-- Opening Marker --
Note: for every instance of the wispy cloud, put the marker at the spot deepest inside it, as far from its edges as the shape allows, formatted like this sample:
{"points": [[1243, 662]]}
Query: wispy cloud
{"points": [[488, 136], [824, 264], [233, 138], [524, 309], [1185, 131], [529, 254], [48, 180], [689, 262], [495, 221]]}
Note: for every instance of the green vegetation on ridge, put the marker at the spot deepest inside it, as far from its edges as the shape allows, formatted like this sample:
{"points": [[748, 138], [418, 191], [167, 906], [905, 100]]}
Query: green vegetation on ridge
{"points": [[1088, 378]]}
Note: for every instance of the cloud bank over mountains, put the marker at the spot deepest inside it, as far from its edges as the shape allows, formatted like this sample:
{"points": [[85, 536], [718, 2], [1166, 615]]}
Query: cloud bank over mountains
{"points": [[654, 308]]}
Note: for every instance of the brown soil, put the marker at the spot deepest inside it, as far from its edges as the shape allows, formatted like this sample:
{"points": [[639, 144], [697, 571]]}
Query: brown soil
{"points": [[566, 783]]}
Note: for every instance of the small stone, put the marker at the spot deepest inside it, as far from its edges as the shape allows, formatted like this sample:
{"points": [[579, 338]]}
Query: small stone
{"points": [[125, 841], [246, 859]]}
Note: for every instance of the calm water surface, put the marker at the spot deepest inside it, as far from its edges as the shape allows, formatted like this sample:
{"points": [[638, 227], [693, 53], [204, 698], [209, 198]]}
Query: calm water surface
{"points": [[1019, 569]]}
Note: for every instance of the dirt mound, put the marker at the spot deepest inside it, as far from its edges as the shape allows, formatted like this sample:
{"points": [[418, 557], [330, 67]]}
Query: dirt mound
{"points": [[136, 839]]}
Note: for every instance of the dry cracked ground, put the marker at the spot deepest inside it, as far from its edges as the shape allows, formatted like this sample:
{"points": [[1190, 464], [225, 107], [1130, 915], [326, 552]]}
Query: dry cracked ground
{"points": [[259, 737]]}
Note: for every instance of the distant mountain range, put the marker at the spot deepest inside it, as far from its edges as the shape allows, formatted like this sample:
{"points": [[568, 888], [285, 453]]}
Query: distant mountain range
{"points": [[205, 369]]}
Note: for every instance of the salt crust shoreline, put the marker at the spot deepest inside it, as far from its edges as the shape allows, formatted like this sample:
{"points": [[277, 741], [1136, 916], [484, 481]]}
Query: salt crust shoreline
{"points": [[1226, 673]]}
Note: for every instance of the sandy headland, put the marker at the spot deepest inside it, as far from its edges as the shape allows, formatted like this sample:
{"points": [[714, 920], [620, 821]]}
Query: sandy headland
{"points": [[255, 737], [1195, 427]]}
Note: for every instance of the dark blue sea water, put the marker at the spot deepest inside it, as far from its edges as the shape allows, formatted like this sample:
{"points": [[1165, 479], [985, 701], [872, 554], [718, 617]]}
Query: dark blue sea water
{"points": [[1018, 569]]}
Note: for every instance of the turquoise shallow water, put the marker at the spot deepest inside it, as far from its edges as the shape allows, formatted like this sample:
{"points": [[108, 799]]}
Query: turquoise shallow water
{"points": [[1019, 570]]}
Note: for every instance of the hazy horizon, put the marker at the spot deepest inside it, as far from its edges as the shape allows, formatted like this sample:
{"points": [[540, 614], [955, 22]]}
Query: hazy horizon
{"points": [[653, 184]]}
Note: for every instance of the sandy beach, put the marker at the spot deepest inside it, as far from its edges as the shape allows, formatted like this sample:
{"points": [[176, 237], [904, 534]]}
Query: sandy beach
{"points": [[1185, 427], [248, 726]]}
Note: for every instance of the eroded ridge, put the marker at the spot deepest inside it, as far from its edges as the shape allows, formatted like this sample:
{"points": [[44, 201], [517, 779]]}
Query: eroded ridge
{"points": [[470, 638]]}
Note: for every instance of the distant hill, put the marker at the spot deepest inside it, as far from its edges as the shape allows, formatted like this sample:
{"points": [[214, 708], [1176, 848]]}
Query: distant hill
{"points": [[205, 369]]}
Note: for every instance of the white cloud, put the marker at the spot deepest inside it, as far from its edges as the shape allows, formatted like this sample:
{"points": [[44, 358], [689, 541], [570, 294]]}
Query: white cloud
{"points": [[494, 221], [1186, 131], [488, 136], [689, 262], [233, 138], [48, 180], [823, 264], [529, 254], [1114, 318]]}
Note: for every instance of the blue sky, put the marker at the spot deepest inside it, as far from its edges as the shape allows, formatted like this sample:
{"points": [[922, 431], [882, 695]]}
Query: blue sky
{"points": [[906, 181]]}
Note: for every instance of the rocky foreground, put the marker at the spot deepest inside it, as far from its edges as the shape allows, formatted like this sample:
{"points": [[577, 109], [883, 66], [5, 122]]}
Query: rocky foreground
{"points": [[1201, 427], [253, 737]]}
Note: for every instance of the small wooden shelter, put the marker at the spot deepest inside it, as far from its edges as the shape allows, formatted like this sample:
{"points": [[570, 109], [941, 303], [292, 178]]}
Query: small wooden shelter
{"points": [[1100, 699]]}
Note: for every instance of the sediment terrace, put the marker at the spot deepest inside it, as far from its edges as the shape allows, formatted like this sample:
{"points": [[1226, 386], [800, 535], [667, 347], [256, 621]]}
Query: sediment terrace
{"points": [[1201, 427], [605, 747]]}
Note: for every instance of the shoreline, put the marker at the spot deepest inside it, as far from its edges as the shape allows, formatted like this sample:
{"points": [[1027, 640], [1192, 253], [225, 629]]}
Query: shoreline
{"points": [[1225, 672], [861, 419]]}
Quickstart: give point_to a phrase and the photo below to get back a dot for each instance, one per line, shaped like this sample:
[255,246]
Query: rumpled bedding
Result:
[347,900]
-- Closing Marker --
All that is wanted is an exact copy of the lines above from the one with "Note: for every instance of the dry" through the one with "Note: for every instance of the dark", with both ends included.

Result of the exercise:
Note: for every instance of the dry cracked ground, put the marker at the spot deepest inside it, as far from its edges as the shape allows, formatted like this sample:
{"points": [[1190, 464], [225, 107], [1130, 915], [326, 552]]}
Query: dry cracked ground
{"points": [[259, 737]]}
Note: for every instance of the distant mountain range, put the marker at the spot deepest inside it, as far from its edges as the shape allows, formatted like this sample:
{"points": [[568, 888], [285, 453]]}
Query: distant mountain range
{"points": [[205, 369]]}
Note: for every instance of the salt crust shoreline, put the marker at the spot deepest inside it, as far from its edges as the shape allows, formatted like this sample:
{"points": [[277, 741], [1136, 916], [484, 481]]}
Query: salt crust shoreline
{"points": [[1226, 673]]}
Note: for every instance of the sandy headland, put the marker at the spot deepest inside it, as far from its edges as the shape allows, formatted like this sample:
{"points": [[714, 920], [620, 821]]}
Query: sandy headland
{"points": [[255, 737], [1195, 427]]}
Note: for every instance of the dark blue sea water, put the marker at the spot deepest inside it, as far from its edges as the shape allows, formatted like this sample:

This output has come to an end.